STATED PROBLEM
Which lines of the listing below contain the string "trace"? Pick out each one and copy it in full, matching case exactly.

THE INPUT

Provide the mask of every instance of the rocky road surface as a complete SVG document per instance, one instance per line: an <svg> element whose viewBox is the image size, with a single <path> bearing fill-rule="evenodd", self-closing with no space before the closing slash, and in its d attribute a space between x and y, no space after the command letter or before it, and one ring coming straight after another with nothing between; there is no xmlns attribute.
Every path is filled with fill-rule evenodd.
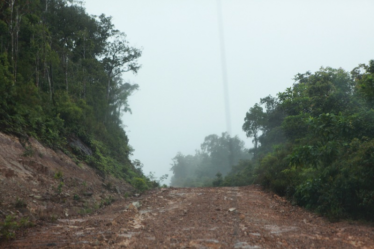
<svg viewBox="0 0 374 249"><path fill-rule="evenodd" d="M39 224L0 248L374 248L374 227L330 223L256 186L171 188Z"/></svg>

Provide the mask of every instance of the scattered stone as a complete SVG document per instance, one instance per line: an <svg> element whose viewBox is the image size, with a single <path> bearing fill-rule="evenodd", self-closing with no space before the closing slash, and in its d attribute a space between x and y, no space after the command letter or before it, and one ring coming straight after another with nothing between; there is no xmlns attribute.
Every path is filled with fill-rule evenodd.
<svg viewBox="0 0 374 249"><path fill-rule="evenodd" d="M135 207L136 207L136 208L137 209L139 209L139 208L140 208L140 204L139 203L139 202L133 202L132 204Z"/></svg>
<svg viewBox="0 0 374 249"><path fill-rule="evenodd" d="M251 246L246 242L238 242L234 245L234 248L240 249L257 249L261 248L258 246Z"/></svg>
<svg viewBox="0 0 374 249"><path fill-rule="evenodd" d="M129 210L134 210L136 213L139 213L139 211L138 210L138 208L132 203L129 205L128 208Z"/></svg>

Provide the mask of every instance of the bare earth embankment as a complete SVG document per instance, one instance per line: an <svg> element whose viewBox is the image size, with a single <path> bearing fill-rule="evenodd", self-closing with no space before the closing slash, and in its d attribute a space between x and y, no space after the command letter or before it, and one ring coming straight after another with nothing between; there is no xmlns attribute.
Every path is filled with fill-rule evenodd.
<svg viewBox="0 0 374 249"><path fill-rule="evenodd" d="M168 188L44 223L1 247L374 248L374 228L331 223L255 186Z"/></svg>

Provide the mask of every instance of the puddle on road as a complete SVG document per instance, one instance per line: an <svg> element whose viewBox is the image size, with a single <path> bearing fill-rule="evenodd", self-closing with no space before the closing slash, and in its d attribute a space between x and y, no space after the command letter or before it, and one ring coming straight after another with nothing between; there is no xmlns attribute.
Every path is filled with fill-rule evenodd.
<svg viewBox="0 0 374 249"><path fill-rule="evenodd" d="M279 227L276 225L266 225L264 227L265 229L270 231L270 234L277 235L282 233L287 233L290 231L297 230L299 228L296 227Z"/></svg>

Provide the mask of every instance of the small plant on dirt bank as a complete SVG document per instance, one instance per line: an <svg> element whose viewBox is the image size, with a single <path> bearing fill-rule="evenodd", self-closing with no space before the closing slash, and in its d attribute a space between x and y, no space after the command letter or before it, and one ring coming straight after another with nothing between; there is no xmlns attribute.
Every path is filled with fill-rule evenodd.
<svg viewBox="0 0 374 249"><path fill-rule="evenodd" d="M141 192L144 192L149 189L144 179L140 177L134 177L131 181L131 185Z"/></svg>
<svg viewBox="0 0 374 249"><path fill-rule="evenodd" d="M57 186L57 193L58 194L61 194L62 193L62 186L64 186L64 183L62 182L60 182L60 183L58 184L58 186Z"/></svg>
<svg viewBox="0 0 374 249"><path fill-rule="evenodd" d="M15 198L15 203L14 203L14 207L17 208L26 208L27 206L27 204L26 202L21 199L16 197Z"/></svg>
<svg viewBox="0 0 374 249"><path fill-rule="evenodd" d="M100 207L102 208L105 206L109 206L112 203L114 202L115 200L113 198L112 196L109 196L105 198L105 199L102 200L100 203Z"/></svg>
<svg viewBox="0 0 374 249"><path fill-rule="evenodd" d="M31 145L28 145L25 147L25 151L21 155L24 157L32 157L34 155L34 150Z"/></svg>
<svg viewBox="0 0 374 249"><path fill-rule="evenodd" d="M59 170L57 172L56 172L54 174L54 176L53 176L53 178L55 179L56 180L60 180L61 181L62 181L63 179L62 177L63 177L64 174L62 173L62 172L61 170Z"/></svg>
<svg viewBox="0 0 374 249"><path fill-rule="evenodd" d="M28 221L28 217L23 217L17 222L15 216L8 215L3 222L0 222L0 241L14 239L16 231L33 226L34 224Z"/></svg>

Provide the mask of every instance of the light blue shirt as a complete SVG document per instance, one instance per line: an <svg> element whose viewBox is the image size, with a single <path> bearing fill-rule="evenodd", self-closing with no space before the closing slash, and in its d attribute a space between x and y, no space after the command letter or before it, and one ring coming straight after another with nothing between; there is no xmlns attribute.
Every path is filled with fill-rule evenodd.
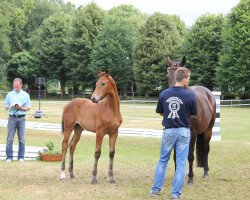
<svg viewBox="0 0 250 200"><path fill-rule="evenodd" d="M20 90L20 92L12 90L6 96L6 99L4 101L4 108L9 106L10 104L18 104L19 106L31 108L30 95L23 90ZM9 115L25 115L25 113L26 111L17 110L14 106L9 110Z"/></svg>

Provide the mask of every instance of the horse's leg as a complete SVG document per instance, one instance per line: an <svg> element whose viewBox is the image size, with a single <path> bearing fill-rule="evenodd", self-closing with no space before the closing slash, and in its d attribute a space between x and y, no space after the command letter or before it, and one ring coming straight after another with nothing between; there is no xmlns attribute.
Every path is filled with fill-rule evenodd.
<svg viewBox="0 0 250 200"><path fill-rule="evenodd" d="M70 154L69 154L69 174L70 174L70 178L74 179L75 175L73 172L73 168L74 168L74 152L76 149L76 144L78 143L78 141L81 138L81 133L83 131L83 128L81 126L79 126L78 124L75 125L74 127L74 136L72 137L71 141L70 141Z"/></svg>
<svg viewBox="0 0 250 200"><path fill-rule="evenodd" d="M69 137L72 132L72 129L71 130L67 129L67 130L64 130L63 132L64 138L62 142L62 164L61 164L61 175L60 175L61 180L65 179L65 159L66 159L66 154L68 150Z"/></svg>
<svg viewBox="0 0 250 200"><path fill-rule="evenodd" d="M109 135L109 182L115 183L115 179L113 177L113 161L115 157L115 143L117 139L118 130L113 135Z"/></svg>
<svg viewBox="0 0 250 200"><path fill-rule="evenodd" d="M176 149L174 148L174 171L176 171Z"/></svg>
<svg viewBox="0 0 250 200"><path fill-rule="evenodd" d="M189 144L189 152L188 152L188 162L189 162L189 173L188 173L188 185L193 185L193 177L194 177L194 172L193 172L193 163L194 163L194 145L196 141L196 136L193 136L191 134L191 139L190 139L190 144Z"/></svg>
<svg viewBox="0 0 250 200"><path fill-rule="evenodd" d="M94 167L93 167L93 171L92 171L92 184L97 184L97 179L96 179L97 163L98 163L98 160L101 156L103 137L104 137L103 131L96 132L95 163L94 163Z"/></svg>
<svg viewBox="0 0 250 200"><path fill-rule="evenodd" d="M204 131L205 134L205 142L204 142L204 175L203 178L208 177L208 153L210 151L210 140L212 137L212 127L208 127L207 130Z"/></svg>

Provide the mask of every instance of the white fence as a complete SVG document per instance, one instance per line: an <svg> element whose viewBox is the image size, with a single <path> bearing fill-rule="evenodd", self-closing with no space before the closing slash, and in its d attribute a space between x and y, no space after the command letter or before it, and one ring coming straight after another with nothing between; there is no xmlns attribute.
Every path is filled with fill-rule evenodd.
<svg viewBox="0 0 250 200"><path fill-rule="evenodd" d="M250 99L220 100L220 105L223 107L250 106Z"/></svg>

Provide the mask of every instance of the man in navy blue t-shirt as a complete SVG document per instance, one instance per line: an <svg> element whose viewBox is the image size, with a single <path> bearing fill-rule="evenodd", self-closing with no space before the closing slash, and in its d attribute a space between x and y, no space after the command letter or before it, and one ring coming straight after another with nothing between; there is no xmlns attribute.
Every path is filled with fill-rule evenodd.
<svg viewBox="0 0 250 200"><path fill-rule="evenodd" d="M172 183L172 199L179 199L185 181L186 160L190 143L190 115L197 115L196 98L188 89L190 71L179 67L175 72L175 86L161 92L156 112L163 116L160 159L156 167L151 196L162 189L172 149L176 149L176 171Z"/></svg>

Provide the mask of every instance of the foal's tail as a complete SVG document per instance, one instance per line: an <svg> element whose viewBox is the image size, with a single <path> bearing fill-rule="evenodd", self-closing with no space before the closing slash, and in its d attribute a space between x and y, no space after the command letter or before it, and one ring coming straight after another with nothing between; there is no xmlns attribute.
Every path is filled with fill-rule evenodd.
<svg viewBox="0 0 250 200"><path fill-rule="evenodd" d="M204 144L205 136L204 133L197 135L196 140L196 163L197 167L204 167Z"/></svg>
<svg viewBox="0 0 250 200"><path fill-rule="evenodd" d="M62 135L64 134L64 120L63 120L63 117L62 117Z"/></svg>

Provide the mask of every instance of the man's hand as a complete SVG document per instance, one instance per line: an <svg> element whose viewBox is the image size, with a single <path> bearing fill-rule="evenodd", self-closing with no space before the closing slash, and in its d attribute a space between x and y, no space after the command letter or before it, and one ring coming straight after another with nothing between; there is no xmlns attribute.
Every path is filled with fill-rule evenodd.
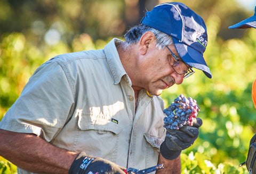
<svg viewBox="0 0 256 174"><path fill-rule="evenodd" d="M163 157L169 160L177 158L183 150L193 144L199 134L198 128L203 122L199 118L194 119L193 126L184 126L178 130L166 129L165 140L160 147Z"/></svg>
<svg viewBox="0 0 256 174"><path fill-rule="evenodd" d="M110 161L89 156L82 152L74 161L68 173L125 174L125 169Z"/></svg>

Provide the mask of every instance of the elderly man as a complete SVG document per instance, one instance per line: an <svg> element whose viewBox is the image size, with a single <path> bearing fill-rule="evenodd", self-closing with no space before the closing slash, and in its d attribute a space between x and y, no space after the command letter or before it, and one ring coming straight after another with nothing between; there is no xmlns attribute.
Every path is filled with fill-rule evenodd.
<svg viewBox="0 0 256 174"><path fill-rule="evenodd" d="M157 164L157 173L180 172L180 153L202 120L166 131L159 95L193 68L212 77L206 28L180 3L156 6L141 23L125 42L58 55L35 71L0 123L0 155L19 173L125 173Z"/></svg>

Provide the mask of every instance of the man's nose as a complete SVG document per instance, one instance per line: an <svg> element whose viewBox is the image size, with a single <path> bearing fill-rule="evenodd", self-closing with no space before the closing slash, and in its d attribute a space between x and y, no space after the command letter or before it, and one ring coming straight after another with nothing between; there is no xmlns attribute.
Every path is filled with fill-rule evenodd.
<svg viewBox="0 0 256 174"><path fill-rule="evenodd" d="M183 82L183 77L184 77L184 74L179 74L177 73L176 72L173 72L173 73L172 73L171 74L170 74L171 76L172 76L175 80L175 83L177 85L180 85Z"/></svg>

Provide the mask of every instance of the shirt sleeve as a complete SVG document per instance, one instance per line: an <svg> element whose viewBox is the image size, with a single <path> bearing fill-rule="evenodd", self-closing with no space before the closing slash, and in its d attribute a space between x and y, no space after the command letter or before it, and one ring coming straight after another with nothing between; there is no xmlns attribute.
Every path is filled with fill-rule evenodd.
<svg viewBox="0 0 256 174"><path fill-rule="evenodd" d="M3 118L0 128L51 141L71 116L75 103L67 73L54 60L40 66Z"/></svg>

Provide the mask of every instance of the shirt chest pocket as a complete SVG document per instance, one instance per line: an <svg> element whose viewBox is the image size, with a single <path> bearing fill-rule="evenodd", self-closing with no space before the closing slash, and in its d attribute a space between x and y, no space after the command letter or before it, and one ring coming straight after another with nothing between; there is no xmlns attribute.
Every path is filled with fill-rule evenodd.
<svg viewBox="0 0 256 174"><path fill-rule="evenodd" d="M82 113L77 127L75 140L77 150L91 155L115 159L121 129L111 118Z"/></svg>
<svg viewBox="0 0 256 174"><path fill-rule="evenodd" d="M99 134L111 132L118 135L121 129L118 123L113 121L110 117L93 114L92 113L82 113L78 116L78 126L82 130L95 130Z"/></svg>

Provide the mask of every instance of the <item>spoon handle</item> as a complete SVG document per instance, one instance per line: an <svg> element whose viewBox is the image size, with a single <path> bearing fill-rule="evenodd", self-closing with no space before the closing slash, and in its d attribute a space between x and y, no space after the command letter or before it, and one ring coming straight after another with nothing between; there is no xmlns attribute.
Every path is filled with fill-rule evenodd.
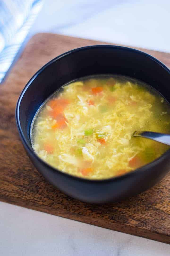
<svg viewBox="0 0 170 256"><path fill-rule="evenodd" d="M135 132L133 135L135 137L142 137L150 139L170 146L170 134L153 132L137 131Z"/></svg>

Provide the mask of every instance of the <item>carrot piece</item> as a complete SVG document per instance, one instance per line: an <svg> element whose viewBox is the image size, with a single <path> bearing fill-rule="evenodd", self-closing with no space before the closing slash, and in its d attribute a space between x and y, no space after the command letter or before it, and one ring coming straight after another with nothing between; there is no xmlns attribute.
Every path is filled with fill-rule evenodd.
<svg viewBox="0 0 170 256"><path fill-rule="evenodd" d="M91 88L91 92L93 94L97 94L101 92L103 90L102 87L93 87Z"/></svg>
<svg viewBox="0 0 170 256"><path fill-rule="evenodd" d="M81 171L83 175L88 175L91 172L93 171L93 169L92 168L85 168L83 169L82 169Z"/></svg>
<svg viewBox="0 0 170 256"><path fill-rule="evenodd" d="M101 138L100 139L98 139L97 141L102 145L106 144L106 141L104 138Z"/></svg>
<svg viewBox="0 0 170 256"><path fill-rule="evenodd" d="M119 170L117 173L117 175L122 175L126 172L126 170L124 169Z"/></svg>
<svg viewBox="0 0 170 256"><path fill-rule="evenodd" d="M113 104L117 100L117 98L115 97L114 96L110 96L108 98L108 101L109 103L111 104Z"/></svg>
<svg viewBox="0 0 170 256"><path fill-rule="evenodd" d="M60 119L58 120L55 124L51 126L51 128L52 129L56 129L56 128L60 129L64 128L67 125L66 123L66 121L65 118Z"/></svg>
<svg viewBox="0 0 170 256"><path fill-rule="evenodd" d="M137 156L133 157L129 162L129 166L133 168L138 168L143 164L141 159Z"/></svg>
<svg viewBox="0 0 170 256"><path fill-rule="evenodd" d="M61 106L56 106L50 112L49 114L54 119L57 119L58 115L62 112L63 110L63 107Z"/></svg>
<svg viewBox="0 0 170 256"><path fill-rule="evenodd" d="M52 145L49 143L47 143L44 146L44 149L48 154L52 154L54 150L53 147Z"/></svg>
<svg viewBox="0 0 170 256"><path fill-rule="evenodd" d="M87 102L89 105L92 105L93 106L94 106L94 102L93 101L91 100L88 100L87 101Z"/></svg>

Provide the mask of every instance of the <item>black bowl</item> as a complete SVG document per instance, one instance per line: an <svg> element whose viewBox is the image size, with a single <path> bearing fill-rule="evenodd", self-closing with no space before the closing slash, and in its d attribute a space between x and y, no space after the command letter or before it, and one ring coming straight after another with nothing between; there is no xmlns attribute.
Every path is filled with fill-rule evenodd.
<svg viewBox="0 0 170 256"><path fill-rule="evenodd" d="M40 158L32 147L30 130L36 112L61 86L82 77L115 74L140 80L170 101L170 70L151 56L120 46L97 45L70 51L51 60L31 79L22 92L16 110L17 124L26 151L37 169L55 186L84 202L120 201L147 189L169 170L170 150L152 163L121 176L90 180L62 173Z"/></svg>

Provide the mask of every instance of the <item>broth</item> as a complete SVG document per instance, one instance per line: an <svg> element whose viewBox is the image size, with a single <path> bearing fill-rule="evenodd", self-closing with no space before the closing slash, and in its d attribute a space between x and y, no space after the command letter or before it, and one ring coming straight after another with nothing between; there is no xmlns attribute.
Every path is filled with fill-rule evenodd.
<svg viewBox="0 0 170 256"><path fill-rule="evenodd" d="M169 147L132 136L136 130L168 133L169 106L149 86L119 76L83 78L62 87L38 111L33 147L53 167L103 179L152 162Z"/></svg>

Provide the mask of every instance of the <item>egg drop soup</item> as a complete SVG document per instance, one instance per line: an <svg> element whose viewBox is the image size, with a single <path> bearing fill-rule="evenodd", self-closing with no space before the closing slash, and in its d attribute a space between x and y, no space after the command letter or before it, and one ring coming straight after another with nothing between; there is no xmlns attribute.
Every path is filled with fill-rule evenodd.
<svg viewBox="0 0 170 256"><path fill-rule="evenodd" d="M105 179L151 162L169 147L132 136L169 133L169 106L149 86L119 76L88 77L56 91L38 110L33 147L50 165L73 175Z"/></svg>

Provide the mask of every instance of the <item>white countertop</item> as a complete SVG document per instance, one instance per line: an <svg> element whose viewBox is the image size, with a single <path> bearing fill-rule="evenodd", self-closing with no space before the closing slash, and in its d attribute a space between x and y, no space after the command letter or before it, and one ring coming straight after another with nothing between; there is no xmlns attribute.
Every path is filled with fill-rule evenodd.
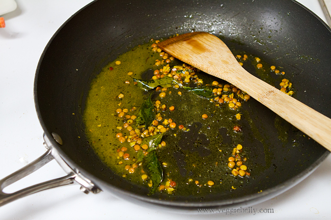
<svg viewBox="0 0 331 220"><path fill-rule="evenodd" d="M0 28L0 179L45 152L33 97L37 65L58 28L90 2L17 0L17 9L3 16L6 27ZM325 20L318 0L298 2ZM180 215L133 205L105 192L87 195L73 184L43 191L1 207L0 219L331 219L330 167L329 156L293 188L253 207L273 209L273 213ZM13 192L65 175L52 161L6 190Z"/></svg>

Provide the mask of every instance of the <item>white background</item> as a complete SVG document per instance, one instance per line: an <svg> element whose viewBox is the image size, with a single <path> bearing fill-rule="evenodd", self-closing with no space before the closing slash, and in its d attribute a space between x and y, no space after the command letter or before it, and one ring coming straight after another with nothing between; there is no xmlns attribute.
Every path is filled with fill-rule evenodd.
<svg viewBox="0 0 331 220"><path fill-rule="evenodd" d="M0 179L46 151L34 102L35 70L53 34L91 0L16 2L18 8L3 15L6 27L0 28ZM318 0L298 2L325 20ZM73 184L38 193L1 207L0 219L331 219L330 167L329 156L312 175L293 188L253 207L273 209L273 214L174 214L133 205L106 192L87 195L80 192L78 185ZM6 192L65 174L57 163L52 161L15 185L6 188Z"/></svg>

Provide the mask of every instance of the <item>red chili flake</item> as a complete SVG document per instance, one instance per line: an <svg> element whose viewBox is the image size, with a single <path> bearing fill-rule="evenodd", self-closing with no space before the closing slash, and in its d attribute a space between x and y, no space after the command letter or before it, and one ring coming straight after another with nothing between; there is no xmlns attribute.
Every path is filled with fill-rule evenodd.
<svg viewBox="0 0 331 220"><path fill-rule="evenodd" d="M170 182L170 186L175 187L176 186L176 182L174 181L172 181Z"/></svg>
<svg viewBox="0 0 331 220"><path fill-rule="evenodd" d="M241 132L241 127L238 125L235 125L233 127L233 131L235 132Z"/></svg>

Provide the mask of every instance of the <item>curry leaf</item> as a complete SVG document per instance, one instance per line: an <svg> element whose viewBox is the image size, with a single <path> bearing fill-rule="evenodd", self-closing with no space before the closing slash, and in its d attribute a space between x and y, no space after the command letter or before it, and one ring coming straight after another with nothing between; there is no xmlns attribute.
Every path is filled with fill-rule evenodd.
<svg viewBox="0 0 331 220"><path fill-rule="evenodd" d="M214 92L213 92L213 89L214 88L218 88L219 87L209 85L201 87L197 87L195 88L183 86L183 88L187 91L192 91L197 95L202 96L204 98L210 98L218 96L217 95L214 94Z"/></svg>
<svg viewBox="0 0 331 220"><path fill-rule="evenodd" d="M163 134L158 134L146 138L142 141L141 145L142 146L144 144L148 145L148 148L146 150L146 151L150 152L156 149L156 147L161 143L162 136ZM144 152L142 150L139 150L137 155L137 160L135 164L139 164L142 162L143 159L144 159Z"/></svg>
<svg viewBox="0 0 331 220"><path fill-rule="evenodd" d="M137 125L145 124L145 128L147 128L155 119L154 105L150 96L143 103L135 121Z"/></svg>
<svg viewBox="0 0 331 220"><path fill-rule="evenodd" d="M143 167L152 180L152 188L148 194L150 195L155 192L163 179L163 170L155 150L152 150L145 157Z"/></svg>
<svg viewBox="0 0 331 220"><path fill-rule="evenodd" d="M164 76L159 79L151 80L144 80L133 78L133 81L137 83L137 86L145 90L153 89L159 85L163 88L169 88L175 85L181 85L179 82L172 77Z"/></svg>

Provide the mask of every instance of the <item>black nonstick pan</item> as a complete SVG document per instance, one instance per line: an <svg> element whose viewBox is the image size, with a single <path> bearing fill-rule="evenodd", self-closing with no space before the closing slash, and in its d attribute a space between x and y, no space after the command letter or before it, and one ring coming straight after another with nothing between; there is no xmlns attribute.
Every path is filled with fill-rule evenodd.
<svg viewBox="0 0 331 220"><path fill-rule="evenodd" d="M156 14L156 8L163 13ZM331 116L326 107L331 104L328 65L331 33L296 2L180 1L151 4L99 0L59 29L37 68L36 108L50 148L49 155L41 161L55 158L68 173L47 184L55 187L74 179L87 192L109 191L131 201L196 211L197 207L239 207L263 202L295 185L317 167L328 152L292 127L287 142L280 141L273 126L276 115L254 101L250 107L252 118L264 141L254 142L250 150L257 158L257 166L265 169L245 183L242 190L203 198L147 196L148 189L127 181L103 164L88 143L82 119L91 80L108 62L139 44L194 31L210 32L230 47L277 64L295 83L296 99ZM254 70L248 70L255 74ZM294 144L297 138L299 144ZM264 160L264 144L270 151L267 163ZM7 179L3 186L15 179Z"/></svg>

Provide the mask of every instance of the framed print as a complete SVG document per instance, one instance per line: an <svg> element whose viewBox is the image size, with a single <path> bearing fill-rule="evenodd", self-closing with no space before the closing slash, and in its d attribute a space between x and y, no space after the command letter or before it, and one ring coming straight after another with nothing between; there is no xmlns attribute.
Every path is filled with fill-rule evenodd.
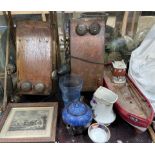
<svg viewBox="0 0 155 155"><path fill-rule="evenodd" d="M10 103L0 120L0 142L54 142L57 102Z"/></svg>

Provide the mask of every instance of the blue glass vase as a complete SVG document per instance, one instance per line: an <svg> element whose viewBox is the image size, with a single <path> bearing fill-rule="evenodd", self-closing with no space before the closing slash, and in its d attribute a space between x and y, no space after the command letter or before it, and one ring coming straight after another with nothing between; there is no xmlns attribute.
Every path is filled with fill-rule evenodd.
<svg viewBox="0 0 155 155"><path fill-rule="evenodd" d="M88 126L93 119L91 108L80 101L65 106L62 112L63 121L73 127Z"/></svg>

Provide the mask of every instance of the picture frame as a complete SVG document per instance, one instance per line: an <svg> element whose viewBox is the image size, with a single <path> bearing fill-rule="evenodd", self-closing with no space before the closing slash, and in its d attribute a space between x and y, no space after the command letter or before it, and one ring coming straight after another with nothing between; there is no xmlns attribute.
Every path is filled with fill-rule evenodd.
<svg viewBox="0 0 155 155"><path fill-rule="evenodd" d="M57 102L9 103L0 119L0 142L55 142Z"/></svg>

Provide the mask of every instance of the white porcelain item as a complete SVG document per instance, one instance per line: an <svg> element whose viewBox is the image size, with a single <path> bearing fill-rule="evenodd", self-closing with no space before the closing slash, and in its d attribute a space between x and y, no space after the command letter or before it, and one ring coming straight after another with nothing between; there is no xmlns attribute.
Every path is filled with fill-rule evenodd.
<svg viewBox="0 0 155 155"><path fill-rule="evenodd" d="M105 143L110 139L110 130L104 124L93 123L88 128L88 136L94 143Z"/></svg>
<svg viewBox="0 0 155 155"><path fill-rule="evenodd" d="M91 101L94 110L94 120L97 123L111 124L116 119L113 111L113 104L117 101L118 95L111 90L100 86L94 93Z"/></svg>

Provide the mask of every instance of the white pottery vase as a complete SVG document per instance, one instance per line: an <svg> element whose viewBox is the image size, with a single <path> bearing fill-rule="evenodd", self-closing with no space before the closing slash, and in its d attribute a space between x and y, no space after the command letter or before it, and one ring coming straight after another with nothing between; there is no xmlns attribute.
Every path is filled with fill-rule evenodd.
<svg viewBox="0 0 155 155"><path fill-rule="evenodd" d="M118 95L105 87L100 86L95 91L90 104L97 123L108 125L115 121L116 114L113 111L113 105L117 99Z"/></svg>

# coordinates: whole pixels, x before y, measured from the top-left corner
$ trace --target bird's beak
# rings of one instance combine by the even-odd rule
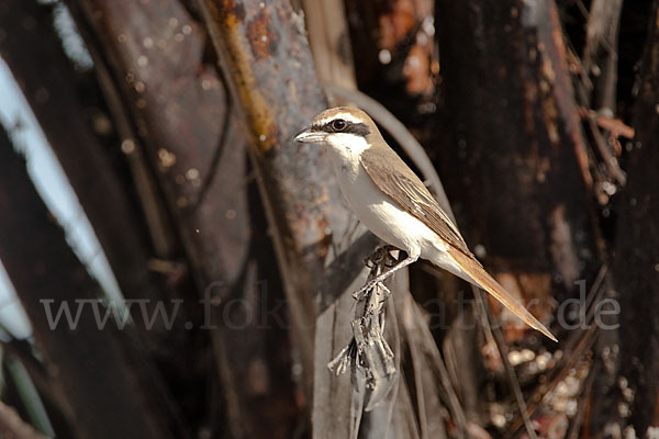
[[[301,144],[317,144],[325,140],[325,135],[326,133],[311,131],[311,128],[305,128],[298,133],[295,137],[293,137],[293,139]]]

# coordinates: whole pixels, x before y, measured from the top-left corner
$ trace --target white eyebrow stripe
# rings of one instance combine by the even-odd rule
[[[326,123],[328,123],[331,121],[335,121],[337,119],[343,119],[344,121],[356,123],[356,124],[357,123],[364,123],[364,121],[355,117],[350,113],[337,113],[337,114],[334,114],[332,117],[327,117],[327,119],[323,119],[323,120],[319,121],[319,124],[320,125],[325,125]]]

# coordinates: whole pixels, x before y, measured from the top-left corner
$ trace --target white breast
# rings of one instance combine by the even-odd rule
[[[336,171],[338,184],[359,221],[380,239],[405,250],[409,255],[429,259],[446,247],[439,237],[421,221],[403,211],[376,187],[359,164],[359,154],[368,147],[364,138],[355,137],[354,147],[327,148]],[[358,144],[357,139],[364,142]]]

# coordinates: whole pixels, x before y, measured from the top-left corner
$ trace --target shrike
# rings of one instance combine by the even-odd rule
[[[418,258],[482,288],[530,327],[556,337],[492,278],[471,254],[458,228],[405,162],[387,145],[373,121],[355,108],[330,109],[295,136],[323,145],[338,184],[359,221],[407,258],[372,280],[389,278]]]

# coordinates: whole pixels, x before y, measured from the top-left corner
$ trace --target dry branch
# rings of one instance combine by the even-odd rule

TASK ANSWER
$ trace --target bird's beak
$ trace --target white eyebrow stripe
$ trace --target white breast
$ trace --target shrike
$ trace --target dry branch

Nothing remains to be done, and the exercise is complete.